**Record set**
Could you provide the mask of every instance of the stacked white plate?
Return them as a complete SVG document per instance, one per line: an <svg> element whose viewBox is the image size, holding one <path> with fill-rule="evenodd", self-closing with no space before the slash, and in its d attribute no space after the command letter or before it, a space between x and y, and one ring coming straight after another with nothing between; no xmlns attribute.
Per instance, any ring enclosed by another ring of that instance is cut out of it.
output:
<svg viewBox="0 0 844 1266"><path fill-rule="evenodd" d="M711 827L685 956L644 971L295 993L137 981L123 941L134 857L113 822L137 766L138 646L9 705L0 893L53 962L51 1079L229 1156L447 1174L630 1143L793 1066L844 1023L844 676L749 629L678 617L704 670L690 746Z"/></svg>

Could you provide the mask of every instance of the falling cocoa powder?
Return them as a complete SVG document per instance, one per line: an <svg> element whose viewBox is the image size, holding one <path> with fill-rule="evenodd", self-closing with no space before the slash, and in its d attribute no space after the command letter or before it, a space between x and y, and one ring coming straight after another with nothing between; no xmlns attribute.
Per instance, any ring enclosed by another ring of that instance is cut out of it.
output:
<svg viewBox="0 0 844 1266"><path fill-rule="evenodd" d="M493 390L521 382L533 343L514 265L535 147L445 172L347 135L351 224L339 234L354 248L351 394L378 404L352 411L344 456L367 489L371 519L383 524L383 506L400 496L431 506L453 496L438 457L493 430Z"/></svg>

**Your instructions**
Rewrite all of the material above as a CSV with a header row of two columns, instruction and response. Place each instruction with its output on one row, enclosing each value in double quotes and replacing line breaks with spaces.

**Result of this exercise**
instruction,response
"Could you provide the mask of every instance of the stacked white plate? Return them as a complete SVG document per instance, one per line: an <svg> element whose viewBox is the image size, holding one <path> with fill-rule=""evenodd"", self-closing with no space before the slash, and in its d attribute no space after the command letter or before it, a space between x and y, and one ring coming straight after another with nothing between; no xmlns attribute. Per instance, any ring enclosed by another ring of that instance is cut out of it. output:","<svg viewBox=""0 0 844 1266""><path fill-rule=""evenodd"" d=""M711 827L685 956L644 971L295 993L137 981L123 941L134 857L113 822L137 766L138 646L9 705L0 893L53 962L51 1079L229 1156L447 1174L630 1143L793 1066L844 1023L844 676L749 629L678 617L704 670L690 746Z""/></svg>"
"Could you provide the mask of every instance of the falling cocoa powder? Return them as a complete SVG document per instance, one per line: an <svg> element whose viewBox is the image size, holding one <path> with fill-rule=""evenodd"", self-closing with no space before the slash, and in its d attribute no space after the command letter or before it, a space between x and y, and one ring coming straight after another with nothing between; no xmlns attribute. Per instance, any ring enclosed by another ring of that instance is cut out of it. output:","<svg viewBox=""0 0 844 1266""><path fill-rule=""evenodd"" d=""M493 390L521 382L533 343L514 265L535 147L445 172L347 135L351 224L339 234L354 248L351 394L378 404L352 411L344 456L367 489L371 519L383 524L383 506L400 496L431 506L453 496L438 457L493 430Z""/></svg>"